Top of Dataset

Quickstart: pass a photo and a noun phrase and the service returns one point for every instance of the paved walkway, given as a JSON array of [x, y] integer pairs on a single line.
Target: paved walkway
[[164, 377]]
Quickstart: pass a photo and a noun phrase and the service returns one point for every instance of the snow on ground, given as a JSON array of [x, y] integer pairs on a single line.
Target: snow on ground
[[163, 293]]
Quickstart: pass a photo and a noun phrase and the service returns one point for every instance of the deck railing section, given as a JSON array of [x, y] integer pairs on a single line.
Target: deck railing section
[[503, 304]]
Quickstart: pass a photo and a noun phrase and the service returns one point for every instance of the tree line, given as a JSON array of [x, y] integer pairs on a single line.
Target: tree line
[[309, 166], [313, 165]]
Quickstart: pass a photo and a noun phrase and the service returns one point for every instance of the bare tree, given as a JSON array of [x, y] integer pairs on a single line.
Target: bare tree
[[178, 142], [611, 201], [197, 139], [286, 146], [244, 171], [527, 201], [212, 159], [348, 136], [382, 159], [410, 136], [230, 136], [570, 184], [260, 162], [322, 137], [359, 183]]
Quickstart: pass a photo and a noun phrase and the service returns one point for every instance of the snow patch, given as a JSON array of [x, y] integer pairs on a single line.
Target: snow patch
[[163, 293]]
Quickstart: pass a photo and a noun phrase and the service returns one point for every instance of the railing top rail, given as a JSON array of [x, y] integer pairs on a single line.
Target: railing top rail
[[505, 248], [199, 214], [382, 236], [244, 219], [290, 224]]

Bottom of Dataset

Your assignment:
Take each record above and return it verbatim.

Exercise response:
Quickstart: pass a photo and a noun phrase and the service returns one point for every instance of the paved walkway, given as a JSON array of [x, y] integer pairs on a single line.
Target: paved walkway
[[164, 377]]
Quickstart: pass a photo and a noun phrase and the service returns one point for every instance of the snow on ground, given as a JSON array of [x, y] integer pairs on a single line.
Target: snow on ground
[[163, 293]]
Quickstart: pass a photo and a noun phrase and the service returns one point for every instance of the deck railing section, given as a JSON array of [x, y] integer pairs on a single line.
Target: deck railing section
[[503, 304]]
Quickstart: pass a photo and a noun phrase and the service returns one point for every instance of the tree line, given as a JSON array of [x, y] integer pairs on a single line.
Target: tree line
[[309, 166], [313, 165]]
Quickstart: pass a photo and a noun phrase and the service returns one point for every instance of the bare tree, given as a JSON array of [x, y] integer pairs on a single line.
Target: bare tree
[[178, 142], [611, 201], [197, 139], [286, 146], [244, 171], [527, 201], [212, 159], [348, 136], [382, 159], [410, 136], [230, 136], [570, 184], [260, 162], [322, 137], [359, 183]]
Quickstart: pass a photo and a noun phrase and the service returns one point for every instance of the snow patch, given as a JSON array of [x, y] integer pairs on a single line.
Target: snow patch
[[163, 293]]
Quickstart: pass a photo and a noun phrase and the service returns one point for every instance of the railing top rail, given as a JSON array of [x, y] integer pairs on a single line.
Target: railing top rail
[[505, 248], [199, 214], [382, 236], [244, 219], [290, 224]]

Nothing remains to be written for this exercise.